**本文:**

########################################

時計のオーバーホールはなぜ行う?
公開日:
:
最終更新日:2014/02/25
機械式時計の基礎知識
オーバーホールとは
日々のメンテナンスを怠らず、丁寧に扱っていても、機械式時計の制度は時とともに落ちてしまうもの。
そこで必要なのが、オーバーホールです。
壊れる・止まる、遅れがちになるといった不調を感じなくても、
永く時計を愛用するなら、定期的にオーバーホールを行うことは必須ですが
実際には「止まってしまってから」という段階で修理工房などにもちこまれるケースがほとんどなのだとか。
仮に止まった原因がぜんまい切れだった場合、ぜんまいが切れた衝撃で周辺のパーツにも傷がついたり、破損してしまうことも…
そうなると、壊れたぜんまいだけではなく、周辺の部品の交換も必要になり、その分時間もコストもかかることになりかねないのです。
3~4年に一度の定期的なオーバーホールを行えば、時計が止まってしまうことはよほどのことがない限り起らない上、
結果的に修理にかかる時間やコストもかからないことになります。
不調の早期発見と、早期回復のためにも、定期的なオーバーホールは必須なのです。
プロに任せるメンテナンス
「オーバーホール」
愛情をかけて、時計の外側の汚れを取り、丁寧に扱っても、時計ケース内の汚れを自分で撮ることは不可能です。
また、ムーブメント歯車などが時間とともに徐々に摩耗し、正確性を確保できなくなることがあります。
また、摩耗で削り出された微細な金属片によってケース内に「ゴミ」がたまっていくことや、ムーブメントの円滑油が乾いて動きが悪く事もあります。
結果、時計の精度が落ちてしまうほか、最悪の場合は部品をフルで交換しないといけないということにもなりかねません。
そこで必要なのが、プロの手によるお任せのメンテナンス「オーバーホール」です。
実際にオーバーホールがどのような手順で行われるか見ていきましょう。
オーバーホールの流れ
①見積もり
修理開始前に、時計の状態を確認
まずは見積もり部門の技術者が時計の状態を徹底的に確認。
不具合の状態、外観の汚れ、傷などもこの段階でリストアップし、調整だけ行うのか、修理が必要かなど確認されます。
この段階で、気になる事、直してほしい点などリクエストを伝えておくといいでしょう。
※ブランド直営の正規のオーバーホールでは、この段階で料金が発生します。
価格を聴いて、今回はオーバーホールを見送りにしたい、と思っても見積もり代金として1~2万円を取られることがほとんどです。

########################################

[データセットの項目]
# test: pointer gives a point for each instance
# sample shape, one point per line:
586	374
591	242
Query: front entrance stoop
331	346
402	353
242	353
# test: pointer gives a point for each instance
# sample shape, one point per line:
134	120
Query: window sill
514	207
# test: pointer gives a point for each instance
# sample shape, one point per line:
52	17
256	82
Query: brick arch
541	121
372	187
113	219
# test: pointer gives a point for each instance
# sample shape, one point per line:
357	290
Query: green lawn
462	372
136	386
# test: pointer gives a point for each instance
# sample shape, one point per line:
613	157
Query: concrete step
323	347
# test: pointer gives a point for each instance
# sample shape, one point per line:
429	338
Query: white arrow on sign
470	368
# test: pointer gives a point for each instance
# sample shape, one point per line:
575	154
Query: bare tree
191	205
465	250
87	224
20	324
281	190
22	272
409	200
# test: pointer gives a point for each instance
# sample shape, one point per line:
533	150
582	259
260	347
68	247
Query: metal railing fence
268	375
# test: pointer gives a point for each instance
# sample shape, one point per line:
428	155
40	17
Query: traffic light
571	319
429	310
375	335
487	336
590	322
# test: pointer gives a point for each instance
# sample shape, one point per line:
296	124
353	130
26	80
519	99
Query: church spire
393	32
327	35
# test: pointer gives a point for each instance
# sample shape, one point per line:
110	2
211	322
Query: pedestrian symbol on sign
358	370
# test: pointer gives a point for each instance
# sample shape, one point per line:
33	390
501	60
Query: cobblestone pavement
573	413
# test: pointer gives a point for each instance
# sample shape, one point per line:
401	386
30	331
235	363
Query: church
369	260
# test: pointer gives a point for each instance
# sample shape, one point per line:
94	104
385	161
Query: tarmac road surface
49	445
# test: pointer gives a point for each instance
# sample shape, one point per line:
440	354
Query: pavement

########################################

**課題の内容:**
本文について次の問いに答えてください。
(a) 定期的なオーバーホールは何年に一度行うとされていますか。
(b) 見積もりの段階で時計の状態を確認するのは誰ですか。
(c) ブランド直営の正規のオーバーホールで、見積もり代金として取られることがほとんどなのはいくらですか。

**出力結果:**
(a) 3~4年に一度
(b) 見積もり部門の技術者
(c) 1~2万円